* _Exercise data_:
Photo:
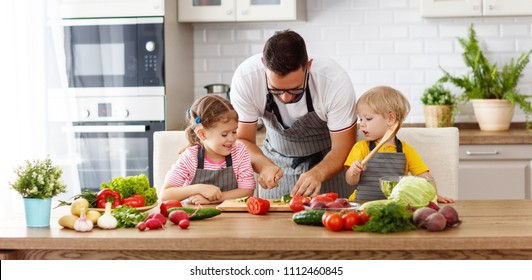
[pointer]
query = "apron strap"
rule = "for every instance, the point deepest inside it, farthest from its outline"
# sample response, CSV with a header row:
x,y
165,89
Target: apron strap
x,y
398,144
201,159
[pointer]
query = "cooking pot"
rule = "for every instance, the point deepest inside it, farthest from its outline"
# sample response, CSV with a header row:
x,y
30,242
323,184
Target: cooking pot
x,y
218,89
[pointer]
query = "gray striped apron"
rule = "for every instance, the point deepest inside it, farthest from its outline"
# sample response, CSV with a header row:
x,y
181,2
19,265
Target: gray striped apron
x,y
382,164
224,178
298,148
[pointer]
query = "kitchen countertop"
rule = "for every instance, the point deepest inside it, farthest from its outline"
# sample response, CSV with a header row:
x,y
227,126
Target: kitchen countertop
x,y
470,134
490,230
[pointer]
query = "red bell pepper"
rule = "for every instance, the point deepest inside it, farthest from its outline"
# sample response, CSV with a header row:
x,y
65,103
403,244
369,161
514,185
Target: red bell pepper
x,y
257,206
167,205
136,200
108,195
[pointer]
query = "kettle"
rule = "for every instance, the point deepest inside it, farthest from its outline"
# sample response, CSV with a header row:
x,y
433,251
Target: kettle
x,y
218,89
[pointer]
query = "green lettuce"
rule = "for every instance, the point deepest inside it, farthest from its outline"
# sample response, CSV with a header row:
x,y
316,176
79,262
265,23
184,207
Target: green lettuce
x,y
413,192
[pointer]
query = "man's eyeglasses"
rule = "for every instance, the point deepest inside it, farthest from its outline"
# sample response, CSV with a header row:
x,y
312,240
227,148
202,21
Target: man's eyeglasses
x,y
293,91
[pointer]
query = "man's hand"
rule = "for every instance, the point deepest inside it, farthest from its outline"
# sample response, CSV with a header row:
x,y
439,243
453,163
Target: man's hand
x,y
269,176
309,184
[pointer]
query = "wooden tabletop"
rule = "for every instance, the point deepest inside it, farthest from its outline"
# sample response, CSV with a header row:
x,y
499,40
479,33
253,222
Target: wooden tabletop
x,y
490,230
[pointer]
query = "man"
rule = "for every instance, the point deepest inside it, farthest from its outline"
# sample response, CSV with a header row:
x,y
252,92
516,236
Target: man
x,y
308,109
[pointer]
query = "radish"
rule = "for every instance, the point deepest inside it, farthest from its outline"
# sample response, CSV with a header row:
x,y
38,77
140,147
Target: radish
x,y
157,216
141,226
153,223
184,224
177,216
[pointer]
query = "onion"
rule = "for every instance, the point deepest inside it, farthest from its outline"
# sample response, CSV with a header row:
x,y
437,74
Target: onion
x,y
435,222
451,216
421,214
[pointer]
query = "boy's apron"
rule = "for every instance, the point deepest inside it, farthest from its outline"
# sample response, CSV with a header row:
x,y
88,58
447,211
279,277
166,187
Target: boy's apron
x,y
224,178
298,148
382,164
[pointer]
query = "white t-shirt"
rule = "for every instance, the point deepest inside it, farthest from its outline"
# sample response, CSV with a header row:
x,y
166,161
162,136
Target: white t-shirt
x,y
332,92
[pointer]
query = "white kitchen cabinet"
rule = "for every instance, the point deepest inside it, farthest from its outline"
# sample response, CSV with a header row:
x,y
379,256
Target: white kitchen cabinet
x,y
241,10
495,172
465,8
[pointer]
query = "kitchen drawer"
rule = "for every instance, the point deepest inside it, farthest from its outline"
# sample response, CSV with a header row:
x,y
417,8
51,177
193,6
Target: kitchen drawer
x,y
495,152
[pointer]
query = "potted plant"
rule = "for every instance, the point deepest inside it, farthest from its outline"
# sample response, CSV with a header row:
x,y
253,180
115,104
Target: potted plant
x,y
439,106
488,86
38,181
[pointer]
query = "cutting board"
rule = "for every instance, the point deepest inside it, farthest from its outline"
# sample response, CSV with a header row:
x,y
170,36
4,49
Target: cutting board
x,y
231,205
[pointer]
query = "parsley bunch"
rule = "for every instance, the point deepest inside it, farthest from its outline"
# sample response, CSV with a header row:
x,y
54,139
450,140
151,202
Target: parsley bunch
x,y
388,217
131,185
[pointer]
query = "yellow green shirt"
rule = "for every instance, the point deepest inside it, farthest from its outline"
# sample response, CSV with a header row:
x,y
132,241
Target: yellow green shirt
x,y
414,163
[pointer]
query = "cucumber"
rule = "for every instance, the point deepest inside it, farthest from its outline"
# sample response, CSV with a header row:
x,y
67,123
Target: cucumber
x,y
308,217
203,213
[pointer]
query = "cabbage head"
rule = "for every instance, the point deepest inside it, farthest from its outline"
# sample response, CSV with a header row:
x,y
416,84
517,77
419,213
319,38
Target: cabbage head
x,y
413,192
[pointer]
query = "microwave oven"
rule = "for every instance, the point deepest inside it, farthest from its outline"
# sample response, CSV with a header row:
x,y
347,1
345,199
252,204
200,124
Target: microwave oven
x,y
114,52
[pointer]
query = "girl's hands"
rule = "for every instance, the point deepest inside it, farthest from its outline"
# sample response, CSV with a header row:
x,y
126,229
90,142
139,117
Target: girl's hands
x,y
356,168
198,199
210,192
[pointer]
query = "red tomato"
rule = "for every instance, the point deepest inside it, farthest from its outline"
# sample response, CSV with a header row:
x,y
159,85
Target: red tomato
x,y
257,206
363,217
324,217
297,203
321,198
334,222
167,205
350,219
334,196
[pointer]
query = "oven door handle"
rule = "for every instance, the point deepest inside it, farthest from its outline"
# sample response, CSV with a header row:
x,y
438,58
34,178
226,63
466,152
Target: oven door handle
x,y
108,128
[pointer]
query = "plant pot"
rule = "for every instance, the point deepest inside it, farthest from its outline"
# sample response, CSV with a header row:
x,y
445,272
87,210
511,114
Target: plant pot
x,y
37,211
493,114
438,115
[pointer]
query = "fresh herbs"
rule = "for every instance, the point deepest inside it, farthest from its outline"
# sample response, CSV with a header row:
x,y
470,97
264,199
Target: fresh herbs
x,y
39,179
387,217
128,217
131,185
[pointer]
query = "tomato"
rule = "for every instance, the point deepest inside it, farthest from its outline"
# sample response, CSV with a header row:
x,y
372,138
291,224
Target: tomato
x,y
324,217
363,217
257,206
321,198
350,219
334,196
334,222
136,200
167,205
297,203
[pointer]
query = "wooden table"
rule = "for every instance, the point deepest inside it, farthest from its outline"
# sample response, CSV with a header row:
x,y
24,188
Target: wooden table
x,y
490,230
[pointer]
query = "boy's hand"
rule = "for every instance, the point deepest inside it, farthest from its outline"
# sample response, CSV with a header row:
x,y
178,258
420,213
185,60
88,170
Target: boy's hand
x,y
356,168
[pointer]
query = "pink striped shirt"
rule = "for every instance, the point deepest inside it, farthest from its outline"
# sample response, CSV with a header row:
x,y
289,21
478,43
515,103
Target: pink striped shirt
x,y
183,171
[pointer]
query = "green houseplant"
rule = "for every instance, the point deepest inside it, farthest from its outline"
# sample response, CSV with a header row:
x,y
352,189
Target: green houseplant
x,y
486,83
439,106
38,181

* _The problem_:
Your copy of the data above should match it exactly, apart from the images.

* _Result for this exercise_:
Photo:
[pointer]
query = "apron strap"
rule = "for every instance, the point deepest inside it, farthest from its outline"
# sample response, CSV with a header row:
x,y
165,89
Target: apron strap
x,y
398,144
201,159
[pointer]
query = "cooking pot"
rule = "for every instance, the point deepest inside it, farthest from its outline"
# sample response, CSV with a header row:
x,y
30,242
323,184
Target: cooking pot
x,y
218,89
[pointer]
query = "gray striped apron"
rule = "for every instance, the point deepest inside it, farthest from its outline"
# sample response, CSV with a header row:
x,y
181,2
19,265
Target: gray striped apron
x,y
382,164
224,178
298,148
[pointer]
query = "kitchen countertop"
rule = "for every instance, the point deepest inside it, farthest from its outline"
# sample response, CSV with a header row:
x,y
227,126
Target: kitchen countertop
x,y
470,134
490,230
[pointer]
query = "red bell pepper"
rule = "for every instance, the point deepest inside it, farthest from its outline"
# sample response, CSV with a header row:
x,y
65,103
403,244
369,161
514,185
Target: red bell pepper
x,y
257,206
167,205
136,200
108,195
[pointer]
query = "kettle"
rule = "for every instance, the point deepest inside it, farthest from its outline"
# sample response, CSV with a header row:
x,y
433,251
Target: kettle
x,y
218,89
[pointer]
query = "green lettuce"
rule = "for every instance, the point deepest inside it, farthest from its outline"
# sample response, CSV with a header row:
x,y
316,176
79,262
265,23
184,207
Target: green lettuce
x,y
413,192
[pointer]
query = "man's eyeglasses"
rule = "for every instance, the point deepest inside it, farthest from its outline"
# sample response, CSV with a header row:
x,y
312,240
227,148
202,21
Target: man's eyeglasses
x,y
293,91
[pointer]
query = "man's hand"
rule = "for every instance, the point deepest inside it, farthest from its outline"
# sample response, CSV with a header row:
x,y
439,243
453,163
Target: man's hand
x,y
269,176
309,184
[pointer]
query = "wooden tabletop"
rule = "for every instance, the point deepest inside it, farthest from its outline"
# sample response, CSV with a header row:
x,y
499,40
479,33
253,222
Target: wooden tabletop
x,y
490,230
[pointer]
query = "man"
rule = "for every instance, the point deepest inside it, farthest from its outline"
# sample response, CSV with a header row:
x,y
252,92
516,236
Target: man
x,y
308,109
[pointer]
query = "radish"
rule = "for every instance, the point deepest inside it, farthest from its outline"
# sample response, CSV with a header row:
x,y
38,77
140,147
Target: radish
x,y
157,216
141,226
153,223
184,224
177,216
[pointer]
query = "onion"
rule = "for every instance, the point deepest inside it, farthest from its outline"
# sample response, CSV with a header row:
x,y
437,74
Target: onion
x,y
435,222
451,216
421,214
[pointer]
query = "boy's apron"
rule = "for every instance, the point deepest inside it, farthest from its outline"
# sample response, CSV with a header row:
x,y
88,58
447,211
279,277
166,187
Target: boy's apron
x,y
224,178
298,148
382,164
[pointer]
query = "white t-shirt"
rule = "for every instance, the point deepest inside it, farthest from its outline"
# sample response, CSV with a header row:
x,y
166,161
162,136
Target: white t-shirt
x,y
332,92
[pointer]
query = "white kitchen cabinet"
rule = "for every instance, the point deepest inside it, farthest from its outline"
# sample response, CSV with a header row:
x,y
379,256
Target: white kitchen cabinet
x,y
241,10
495,172
465,8
[pointer]
query = "kitchen drawer"
rule = "for every instance, the point deepest inside it, farthest from its outline"
# sample response, CSV with a header row:
x,y
417,8
51,177
193,6
Target: kitchen drawer
x,y
495,152
[pointer]
query = "potted plant"
rule = "for every instance, the point deepest inside it, farthest from its outline"
# sample response, CSV with a header row:
x,y
253,180
115,104
Target: potted plant
x,y
439,106
488,86
38,181
[pointer]
query = "cutting board"
rule = "for every instance, the point deepest inside it, farthest from its outline"
# sample response, CSV with a header row:
x,y
170,36
4,49
Target: cutting board
x,y
231,205
[pointer]
query = "parsley bunch"
rule = "for every instance, the point deepest inside it, farthest from its outline"
# sample response, CSV with a header row:
x,y
54,139
450,140
151,202
Target: parsley bunch
x,y
388,217
131,185
[pointer]
query = "yellow green shirt"
rule = "for every instance, the point deepest inside it, farthest from its outline"
# sample response, CSV with a header row:
x,y
132,241
Target: yellow green shirt
x,y
414,163
[pointer]
query = "cucumber"
rule = "for every instance, the point deepest inside it, farthest from its outline"
# sample response, CSV with a header row:
x,y
67,123
Target: cucumber
x,y
308,217
203,213
[pointer]
query = "cabbage head"
rule = "for every instance, the point deepest inside it, farthest from its outline"
# sample response, CSV with a header row:
x,y
416,84
517,77
419,213
319,38
Target: cabbage head
x,y
413,192
[pointer]
query = "microwave oven"
rule = "for every instance, the point deepest inside it, farthest from its outline"
# sample response, CSV with a header row:
x,y
347,1
345,199
252,204
200,124
Target: microwave oven
x,y
114,52
[pointer]
query = "girl's hands"
rule = "for every instance, the point deepest inside it, farthest from its outline"
# sample response, CSV with a header row:
x,y
126,229
90,142
139,117
Target: girl's hands
x,y
356,168
198,199
210,192
[pointer]
query = "red tomato"
rule = "for every instance, the point deepest inside it, farthest from its outline"
# sample response, CSV with a header row:
x,y
159,85
Target: red tomato
x,y
257,206
363,217
324,217
297,203
321,198
334,222
167,205
350,219
334,196
[pointer]
query = "oven door handle"
rule = "for every instance, the point deepest inside it, farthest from its outline"
# sample response, CSV with a header row:
x,y
438,58
34,178
226,63
466,152
Target: oven door handle
x,y
108,128
[pointer]
query = "plant pot"
rule = "for every instance, the point deepest inside it, farthest from its outline"
# sample response, CSV with a header row:
x,y
445,272
87,210
511,114
Target: plant pot
x,y
37,211
493,114
438,115
[pointer]
query = "fresh herbs"
rule = "for every instance, the point deepest inside it, farthest from its outline"
# sample response, CSV with a header row:
x,y
470,97
264,199
Target: fresh herbs
x,y
39,179
387,217
128,217
131,185
[pointer]
query = "tomato"
rule = "for every instance, the point deepest inside it, farthest from its outline"
# sample response, CSV with a header row:
x,y
372,138
291,224
Target: tomato
x,y
324,217
363,217
257,206
321,198
350,219
334,196
334,222
136,200
167,205
297,203
[pointer]
query = "wooden table"
rule = "for every instance, the point deepest inside it, farthest from its outline"
# sample response, CSV with a header row:
x,y
24,188
Target: wooden table
x,y
490,230
[pointer]
query = "boy's hand"
rule = "for every instance, the point deepest inside it, farthest from its outline"
# sample response, CSV with a header row:
x,y
178,258
420,213
185,60
88,170
Target: boy's hand
x,y
356,168
[pointer]
query = "pink striped shirt"
rule = "for every instance, the point deepest inside it, farthest from its outline"
# sample response, CSV with a header row:
x,y
289,21
478,43
515,103
Target: pink striped shirt
x,y
183,171
[pointer]
query = "green houseplant"
rule = "for every instance, the point deepest inside it, farthest from its outline"
# sample response, CSV with a header row:
x,y
352,189
Target: green houseplant
x,y
486,83
439,106
38,181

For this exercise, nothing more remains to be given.